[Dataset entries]
▬▬▬▬▬▬

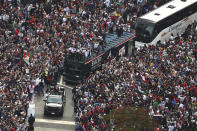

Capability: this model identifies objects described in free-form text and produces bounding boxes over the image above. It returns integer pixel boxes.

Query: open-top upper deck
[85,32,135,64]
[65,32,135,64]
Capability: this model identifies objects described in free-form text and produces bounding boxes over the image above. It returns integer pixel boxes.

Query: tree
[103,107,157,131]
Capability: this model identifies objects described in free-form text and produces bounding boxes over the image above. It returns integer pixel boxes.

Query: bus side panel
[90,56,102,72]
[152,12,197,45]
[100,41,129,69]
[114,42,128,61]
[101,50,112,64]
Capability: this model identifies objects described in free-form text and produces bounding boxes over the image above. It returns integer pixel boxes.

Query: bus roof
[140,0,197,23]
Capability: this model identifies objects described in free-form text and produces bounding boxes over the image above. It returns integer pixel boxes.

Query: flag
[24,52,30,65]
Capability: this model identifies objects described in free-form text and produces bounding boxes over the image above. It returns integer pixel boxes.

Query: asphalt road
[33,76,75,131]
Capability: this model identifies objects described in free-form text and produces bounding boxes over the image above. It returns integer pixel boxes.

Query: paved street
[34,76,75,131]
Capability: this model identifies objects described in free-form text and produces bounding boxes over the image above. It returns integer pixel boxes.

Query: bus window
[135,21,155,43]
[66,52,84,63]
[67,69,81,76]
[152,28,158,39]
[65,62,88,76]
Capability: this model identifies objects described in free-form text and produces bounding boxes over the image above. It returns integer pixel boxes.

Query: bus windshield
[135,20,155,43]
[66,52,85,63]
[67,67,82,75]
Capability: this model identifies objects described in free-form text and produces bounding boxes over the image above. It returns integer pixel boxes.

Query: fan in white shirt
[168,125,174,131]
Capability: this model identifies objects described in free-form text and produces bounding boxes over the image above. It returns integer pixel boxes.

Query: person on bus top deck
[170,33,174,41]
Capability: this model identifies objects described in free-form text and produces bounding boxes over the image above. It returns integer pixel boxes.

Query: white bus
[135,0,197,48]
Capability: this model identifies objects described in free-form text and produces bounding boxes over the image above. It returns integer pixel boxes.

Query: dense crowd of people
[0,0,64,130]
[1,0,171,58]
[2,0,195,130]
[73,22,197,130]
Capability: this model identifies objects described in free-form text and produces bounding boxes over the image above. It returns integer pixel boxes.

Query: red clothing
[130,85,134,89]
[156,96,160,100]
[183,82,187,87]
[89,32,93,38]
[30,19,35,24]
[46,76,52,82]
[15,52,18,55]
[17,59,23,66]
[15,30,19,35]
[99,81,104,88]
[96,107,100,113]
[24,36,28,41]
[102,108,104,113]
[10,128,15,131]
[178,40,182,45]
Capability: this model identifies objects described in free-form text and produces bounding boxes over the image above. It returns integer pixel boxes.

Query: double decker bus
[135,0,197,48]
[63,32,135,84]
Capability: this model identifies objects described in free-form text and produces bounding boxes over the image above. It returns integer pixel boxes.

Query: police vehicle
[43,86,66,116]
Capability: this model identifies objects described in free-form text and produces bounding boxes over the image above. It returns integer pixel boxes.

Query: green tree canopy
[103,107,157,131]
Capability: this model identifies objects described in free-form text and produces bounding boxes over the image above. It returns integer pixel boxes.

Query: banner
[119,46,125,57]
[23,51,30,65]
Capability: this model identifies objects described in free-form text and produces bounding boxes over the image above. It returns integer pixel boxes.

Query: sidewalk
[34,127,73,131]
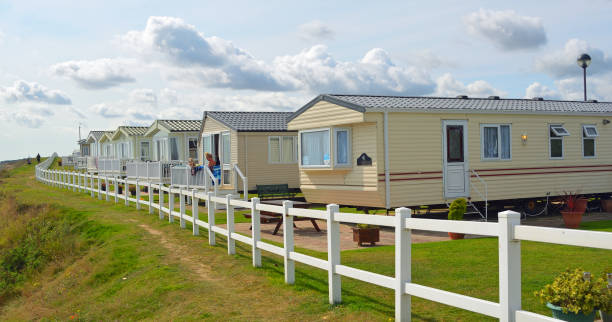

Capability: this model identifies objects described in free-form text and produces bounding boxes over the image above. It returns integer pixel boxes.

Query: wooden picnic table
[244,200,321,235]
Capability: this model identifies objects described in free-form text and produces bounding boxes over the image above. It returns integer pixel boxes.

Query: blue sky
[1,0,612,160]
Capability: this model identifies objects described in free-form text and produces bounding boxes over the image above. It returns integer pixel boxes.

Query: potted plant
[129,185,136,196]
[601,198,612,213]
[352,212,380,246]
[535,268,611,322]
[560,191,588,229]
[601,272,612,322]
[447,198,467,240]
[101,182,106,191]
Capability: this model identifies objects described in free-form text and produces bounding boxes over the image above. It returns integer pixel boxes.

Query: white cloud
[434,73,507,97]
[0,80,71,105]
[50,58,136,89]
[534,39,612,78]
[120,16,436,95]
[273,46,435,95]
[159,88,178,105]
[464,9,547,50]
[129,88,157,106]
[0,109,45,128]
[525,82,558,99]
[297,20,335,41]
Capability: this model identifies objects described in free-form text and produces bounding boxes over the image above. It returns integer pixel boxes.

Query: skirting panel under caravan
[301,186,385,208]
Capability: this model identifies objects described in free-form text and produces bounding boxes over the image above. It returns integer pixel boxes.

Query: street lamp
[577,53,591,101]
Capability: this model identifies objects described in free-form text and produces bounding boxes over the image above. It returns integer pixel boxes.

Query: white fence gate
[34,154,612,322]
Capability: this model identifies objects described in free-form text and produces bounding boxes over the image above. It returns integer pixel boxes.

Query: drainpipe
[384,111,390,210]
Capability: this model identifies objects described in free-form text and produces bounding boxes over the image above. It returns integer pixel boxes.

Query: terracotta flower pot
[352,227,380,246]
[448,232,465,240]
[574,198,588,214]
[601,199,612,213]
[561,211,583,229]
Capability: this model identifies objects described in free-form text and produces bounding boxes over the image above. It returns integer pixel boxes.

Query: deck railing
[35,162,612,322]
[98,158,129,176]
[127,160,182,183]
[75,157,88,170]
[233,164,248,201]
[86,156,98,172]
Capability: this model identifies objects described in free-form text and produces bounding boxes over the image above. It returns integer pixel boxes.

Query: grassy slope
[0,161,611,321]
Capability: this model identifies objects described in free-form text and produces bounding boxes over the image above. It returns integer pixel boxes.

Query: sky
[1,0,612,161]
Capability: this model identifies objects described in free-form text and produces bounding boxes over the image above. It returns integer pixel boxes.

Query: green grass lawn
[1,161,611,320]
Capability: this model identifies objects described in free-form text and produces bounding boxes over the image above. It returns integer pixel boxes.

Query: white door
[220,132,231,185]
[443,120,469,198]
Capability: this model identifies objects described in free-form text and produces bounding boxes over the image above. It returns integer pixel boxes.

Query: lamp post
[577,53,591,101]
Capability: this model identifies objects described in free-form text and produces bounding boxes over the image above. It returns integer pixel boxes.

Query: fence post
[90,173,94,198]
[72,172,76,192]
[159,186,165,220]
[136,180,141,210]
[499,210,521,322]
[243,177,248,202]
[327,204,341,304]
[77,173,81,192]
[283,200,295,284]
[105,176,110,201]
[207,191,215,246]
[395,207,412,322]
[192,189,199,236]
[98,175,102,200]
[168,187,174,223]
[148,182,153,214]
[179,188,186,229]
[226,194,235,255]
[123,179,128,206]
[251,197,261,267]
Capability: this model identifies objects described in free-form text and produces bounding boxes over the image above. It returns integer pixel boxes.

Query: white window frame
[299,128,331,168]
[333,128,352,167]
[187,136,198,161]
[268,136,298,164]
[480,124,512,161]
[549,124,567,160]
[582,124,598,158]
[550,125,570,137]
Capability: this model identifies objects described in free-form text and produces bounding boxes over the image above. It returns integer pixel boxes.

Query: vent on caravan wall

▬▬▬▬▬▬

Exercise brief: Skipping every picture, reproduce the records word for word.

Solved problem:
Capability: this model identifies objects described in free-form text and produces bounding boxes over the image above. It returns integer pixel boxes.

Query: open-top upper deck
[85,32,135,64]
[65,32,135,64]
Capability: this model identifies objects described in free-form text and produces bounding boxes over the image above. It returns integer pixel boxes.

Query: tree
[103,107,157,131]
Capability: this model identifies objects described in free-form text and produces bounding boxes over the image above. It returns integer pixel boxes.

Query: bus side panel
[90,56,102,72]
[152,12,197,45]
[100,41,129,69]
[114,42,128,61]
[101,50,112,64]
Capability: this model identifies objects described in free-form text and produces bounding boxes over the image above. It returns integer pixel boxes.

Query: bus roof
[140,0,197,23]
Capability: this model identifies objects described in free-form text and produces bounding boxes over the image above. It returns integer pixel boxes.

Query: flag
[24,52,30,65]
Capability: this model identifies objects described in free-form text and produces bounding boxes over the image above. It returns integer pixel boxes.

Query: asphalt road
[33,76,75,131]
Capability: this model identifies objects described in free-form text and produces bounding boxes over the image above. It returns integer pixel boxes.

Query: paved street
[34,76,75,131]
Capability: this model identifies objects described in free-form text and produces bounding boxes over the image above. It returns integer pixel boxes.

Query: bus window
[135,21,155,43]
[66,52,84,63]
[67,69,81,76]
[152,28,158,39]
[65,62,88,76]
Capability: this model identifies objects described in free-form text and produces bounding boxes over the image above. It returns integer pixel boxes.

Query: bus windshield
[135,20,155,43]
[66,52,85,63]
[67,67,82,75]
Capability: this model identifies objects described in free-form text and produces bounding boxes over the image above. It returns integer pixel boxes.

Query: fan in white shirt
[168,125,174,131]
Capability: this model identifies objects described in free-form text and produces bounding boxes over the image above. It returns integer pixel boxes.

Query: person on bus top deck
[170,33,174,41]
Capability: this model identifies objects described in free-form text and produces bounding boxes over the image above. It returns integer pixel boxes.

Query: white bus
[135,0,197,48]
Capability: this model identifies objects described in free-form text and produces bounding boxes over the image above. It returns integer pixel boxes.

Query: dense crowd of people
[0,0,64,130]
[1,0,171,58]
[2,0,195,130]
[73,22,197,130]
Capability: this model identifies objects described in free-form text and produces bounding boxes over the image above. It returns integer pixel boxes.

Query: red clothing
[130,85,134,89]
[156,96,160,100]
[183,82,187,87]
[89,32,93,38]
[30,19,35,24]
[46,76,52,82]
[15,52,18,55]
[17,59,23,66]
[15,30,19,35]
[99,81,104,88]
[96,107,100,113]
[24,36,28,41]
[102,108,104,113]
[10,128,15,131]
[178,40,182,45]
Capability: this model identifies objects described in free-form text and produces bounding boxes over the image above. It returns integer pixel boxes.

Query: double decker bus
[135,0,197,48]
[63,32,135,84]
Capability: this model identifies objects described in free-form text and produces bounding boxes over the image above. It returns integer pixel boxes.

Query: police vehicle
[43,86,66,116]
Capability: this model identifies objects described in free-form text and produces bounding boxes over the image above. It returns integer pixel boxes.

Query: green tree canopy
[103,107,157,131]
Capability: this model identifies objects described in free-form text and produces bounding boxes over the image above. It returns integer pixel boxes.

Query: banner
[119,46,125,57]
[23,51,30,65]
Capability: this model identifies objects described in free-form text and produces bounding boxes over the image above. It returns integer pixel boxes.

Query: sidewalk
[34,127,73,131]

Capability: this model identifies objects described in free-form text and produces bounding boxes over the image above. It returns integer pixel boxes.

Query: wooden picnic table
[244,200,321,235]
Capability: this model identifies objects described in free-form text and produces bounding boxes over the image above. It returns integer pixel boxes.

Query: blue sky
[1,0,612,160]
Capability: this model identifies objects described in free-form text and produces bounding boxes over the image above. It returns integer pixel boxes.

Query: potted plant
[129,185,136,196]
[601,198,612,213]
[352,212,380,246]
[535,268,611,322]
[560,191,588,229]
[601,272,612,322]
[447,198,467,240]
[101,182,106,191]
Capability: this model identifies objects described in free-form text and produces bounding boxes over the image above. It returns integer pixel boxes.

Query: white cloud
[434,73,507,97]
[0,80,71,105]
[50,58,136,89]
[534,39,612,78]
[120,16,436,95]
[273,46,435,95]
[159,88,178,105]
[464,9,547,50]
[129,88,157,106]
[0,109,45,128]
[525,82,558,99]
[297,20,335,41]
Capability: this model identifies objects described in free-form text and produces bounding boxes over the image above. It returns integer pixel boxes.

Query: skirting panel under caravan
[301,186,385,208]
Capability: this model identifies objects described in free-form text and produces bounding boxes over the image above. It returns integer pixel boxes.

Query: street lamp
[577,53,591,101]
Capability: this model identifies objects described in free-form text and produces bounding boxes over the image above. It returns integer pixel boxes.

Query: white fence gate
[34,154,612,322]
Capability: this model identifies objects described in free-form text and produces bounding boxes over the image above. It returns integer pixel boxes.

Query: drainpipe
[384,111,390,210]
Capability: this model identifies objects described in free-form text and produces bounding boxes over the image above. It returns integer pixel boxes.

Query: terracotta flower pot
[352,227,380,246]
[448,232,465,240]
[574,198,588,214]
[601,199,612,213]
[561,211,583,229]
Capability: this model identifies objects described in free-form text and produces bounding boxes over the image above. It returns integer pixel boxes.

Query: deck railing
[35,162,612,322]
[98,158,129,176]
[127,160,182,183]
[75,157,88,170]
[233,164,248,201]
[86,156,98,172]
Capability: this model identifies objects described in free-form text and produces bounding boxes over the image above. It returns integer pixel boxes.

Query: grassy slope
[0,161,611,321]
Capability: this model identifies objects described in free-form text and produces bounding boxes over the image above. It returns integer pixel boxes.

Query: sky
[1,0,612,161]
Capability: this model identifies objects described in free-form text and produces bounding boxes over the image above. It returns integer pixel boxes.

Query: green grass lawn
[1,161,611,320]
Capability: this model identifies objects described in free-form text and produces bounding boxes over the image above. It returns integer pixel boxes.

Query: white door
[220,132,231,185]
[443,120,469,198]
Capability: this model identifies objects described in free-form text and produces bounding boxes over the image above. It returns integer pixel boxes.

Query: lamp post
[577,53,591,101]
Capability: this model identifies objects described in free-form text and produces bounding boxes over the image above. It returns integer pixel boxes.

Query: fence post
[90,173,94,198]
[72,172,76,192]
[159,186,165,220]
[136,180,141,210]
[499,210,521,322]
[243,177,248,202]
[327,204,341,304]
[77,173,81,192]
[283,200,295,284]
[105,176,110,201]
[207,191,215,246]
[395,207,412,322]
[192,189,199,236]
[98,175,102,200]
[168,187,174,223]
[148,182,153,214]
[179,188,186,229]
[226,194,235,255]
[123,179,128,206]
[251,197,261,267]
Capability: this model identifies objects described in free-form text and produces bounding boxes over the image above. It returns integer pixel boxes.

Query: white window frame
[299,128,331,168]
[333,128,352,167]
[187,136,198,161]
[268,136,298,164]
[480,124,512,161]
[549,124,567,160]
[582,124,598,158]
[550,125,570,137]
Capability: this model identifies objects described in free-form text and produces bounding boxes over the image above. It returns integer pixel boxes.

Query: vent on caravan wall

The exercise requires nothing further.